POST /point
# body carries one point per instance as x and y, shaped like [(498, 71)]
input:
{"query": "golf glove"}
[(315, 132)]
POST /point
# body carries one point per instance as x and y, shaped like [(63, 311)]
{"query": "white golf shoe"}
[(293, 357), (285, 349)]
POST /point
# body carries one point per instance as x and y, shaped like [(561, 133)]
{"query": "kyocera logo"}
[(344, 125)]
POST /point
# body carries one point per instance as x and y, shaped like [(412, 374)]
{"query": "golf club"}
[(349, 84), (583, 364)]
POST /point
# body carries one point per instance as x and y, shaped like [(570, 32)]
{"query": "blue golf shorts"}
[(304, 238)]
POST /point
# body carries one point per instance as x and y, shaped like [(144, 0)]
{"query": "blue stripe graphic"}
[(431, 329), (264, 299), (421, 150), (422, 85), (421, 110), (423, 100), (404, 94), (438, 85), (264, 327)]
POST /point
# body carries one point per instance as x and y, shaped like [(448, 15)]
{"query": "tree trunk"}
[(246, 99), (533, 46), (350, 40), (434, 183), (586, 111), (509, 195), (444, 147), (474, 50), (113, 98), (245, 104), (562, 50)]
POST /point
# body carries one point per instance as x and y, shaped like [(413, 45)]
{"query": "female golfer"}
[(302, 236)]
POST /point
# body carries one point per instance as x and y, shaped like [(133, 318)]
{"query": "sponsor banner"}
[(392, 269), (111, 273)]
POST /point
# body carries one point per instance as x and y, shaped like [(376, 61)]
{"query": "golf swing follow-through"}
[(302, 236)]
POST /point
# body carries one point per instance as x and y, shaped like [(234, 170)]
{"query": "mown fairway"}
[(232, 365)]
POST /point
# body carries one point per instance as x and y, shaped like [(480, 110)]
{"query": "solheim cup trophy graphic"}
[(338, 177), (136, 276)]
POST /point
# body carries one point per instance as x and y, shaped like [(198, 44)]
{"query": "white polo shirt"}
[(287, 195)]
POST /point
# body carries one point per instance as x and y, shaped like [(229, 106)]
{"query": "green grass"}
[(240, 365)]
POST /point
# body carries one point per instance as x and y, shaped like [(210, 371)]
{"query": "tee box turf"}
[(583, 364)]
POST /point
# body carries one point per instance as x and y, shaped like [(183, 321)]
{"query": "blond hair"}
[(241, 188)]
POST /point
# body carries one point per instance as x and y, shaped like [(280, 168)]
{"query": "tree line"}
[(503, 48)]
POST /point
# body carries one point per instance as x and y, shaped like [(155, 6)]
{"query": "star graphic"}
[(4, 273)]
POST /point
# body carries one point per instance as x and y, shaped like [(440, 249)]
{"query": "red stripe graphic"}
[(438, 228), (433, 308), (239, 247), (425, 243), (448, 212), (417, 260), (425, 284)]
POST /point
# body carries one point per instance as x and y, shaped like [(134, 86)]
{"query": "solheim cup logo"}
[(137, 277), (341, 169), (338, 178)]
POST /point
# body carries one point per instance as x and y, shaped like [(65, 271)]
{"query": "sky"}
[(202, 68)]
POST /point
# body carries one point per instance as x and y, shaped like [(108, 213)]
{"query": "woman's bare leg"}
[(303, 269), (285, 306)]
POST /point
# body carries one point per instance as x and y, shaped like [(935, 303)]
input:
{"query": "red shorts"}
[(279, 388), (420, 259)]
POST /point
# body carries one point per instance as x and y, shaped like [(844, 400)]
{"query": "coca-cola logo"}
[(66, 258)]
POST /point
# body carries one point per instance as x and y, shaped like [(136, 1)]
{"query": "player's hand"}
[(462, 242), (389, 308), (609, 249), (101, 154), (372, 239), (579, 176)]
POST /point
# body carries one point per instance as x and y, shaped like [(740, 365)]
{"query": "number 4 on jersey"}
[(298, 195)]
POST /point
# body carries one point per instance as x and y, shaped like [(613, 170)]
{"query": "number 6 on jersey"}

☆ ☆ ☆ ☆ ☆

* _PROBLEM TO WORK ON_:
Top to bottom, set down the whole listing exactly.

* _RESPONSE TO THE TASK_:
POST /point
# body carries one point per instance as x and y, shaped like [(498, 71)]
input:
{"query": "golf glove"}
[(315, 132)]
POST /point
# body carries one point per instance as x and y, shaped like [(63, 311)]
{"query": "white golf shoe"}
[(293, 357), (285, 349)]
POST /point
# body carries one point per instance as x and y, shaped like [(561, 133)]
{"query": "kyocera logo"}
[(344, 125)]
POST /point
# body carries one point per instance as x and y, shaped like [(412, 374)]
{"query": "golf club"}
[(349, 84), (583, 364)]
POST /point
# body carries one point per instance as x and y, shaped like [(570, 32)]
{"query": "blue golf shorts"}
[(304, 238)]
POST /point
# body carries one point per instance as x and y, shaped like [(144, 0)]
{"query": "blue stripe graphic"}
[(431, 329), (264, 299), (421, 150), (422, 85), (421, 110), (423, 100), (404, 94), (438, 85), (264, 327)]
POST /point
# body carries one point per instance as x and y, shaped like [(448, 15)]
{"query": "tree trunk"}
[(246, 99), (533, 46), (350, 40), (434, 183), (586, 111), (509, 195), (444, 147), (474, 50), (113, 98), (245, 104), (562, 50)]
POST /point
# body carries one point per instance as x and y, shaped like [(413, 45)]
{"query": "female golfer"}
[(302, 236)]
POST /point
# body carries one point per instance as x and y, shaped like [(133, 318)]
{"query": "sponsor banner"}
[(392, 269), (111, 273)]
POST /point
# body carries one point per instance as x and y, shaped like [(376, 61)]
{"query": "golf swing follow-through"}
[(302, 236)]
POST /point
# body carries one point per instance as x and y, shaped like [(234, 170)]
{"query": "mown fairway"}
[(232, 365)]
POST /point
# body carries one point per instance as x and y, shaped like [(480, 110)]
{"query": "solheim cup trophy graphic"}
[(338, 177), (136, 276)]
POST /point
# body carries one point per instance as x and y, shaped like [(198, 44)]
{"query": "white polo shirt"}
[(287, 195)]
POST /point
# body carries one point per instance as x and y, shaped like [(229, 106)]
{"query": "green grass"}
[(240, 365)]
POST /point
# body carries one point per instance as x and y, shaped like [(210, 371)]
{"query": "tee box turf"}
[(583, 364)]
POST /point
# body carries one point per instance as x and y, shaped like [(183, 321)]
{"query": "blond hair"}
[(241, 188)]
POST /point
# body carries one point per instance as x and y, shaped like [(280, 168)]
{"query": "tree line"}
[(503, 48)]
POST /point
# body carries one point per instance as x and y, shaped like [(155, 6)]
{"query": "star graphic"}
[(4, 273)]
POST /point
# body carries one point per instance as x and y, shaped like [(440, 249)]
{"query": "red stripe graphic"}
[(438, 228), (433, 308), (239, 247), (425, 243), (448, 212), (417, 260), (425, 284)]
POST /point
# body carries one point per instance as x and y, shaped like [(134, 86)]
{"query": "solheim cup logo"}
[(137, 277), (341, 169), (338, 178)]
POST /point
# body carries one point per instance as x and y, shaped like [(65, 271)]
{"query": "sky"}
[(202, 68)]
POST /point
# body carries one point per instance as x and y, shaped like [(108, 213)]
{"query": "woman's bare leg"}
[(303, 269), (285, 306)]
POST /point
# body carries one point per instance as x and y, shaped like [(935, 303)]
input:
{"query": "red shorts"}
[(279, 388), (420, 259)]
POST /point
# body carries one point per instance as x and y, shaped like [(844, 400)]
{"query": "coca-cola logo"}
[(66, 258)]
POST /point
# body carries one point per instance as x and y, shaped like [(136, 1)]
{"query": "player's hand"}
[(462, 242), (389, 308), (609, 249), (101, 154), (372, 239), (579, 176)]
POST /point
# body carries one point per instance as x and y, shaped like [(740, 365)]
{"query": "number 4 on jersey"}
[(298, 195)]
POST /point
# body carries one point per instance as x and y, shaped like [(613, 170)]
{"query": "number 6 on jersey"}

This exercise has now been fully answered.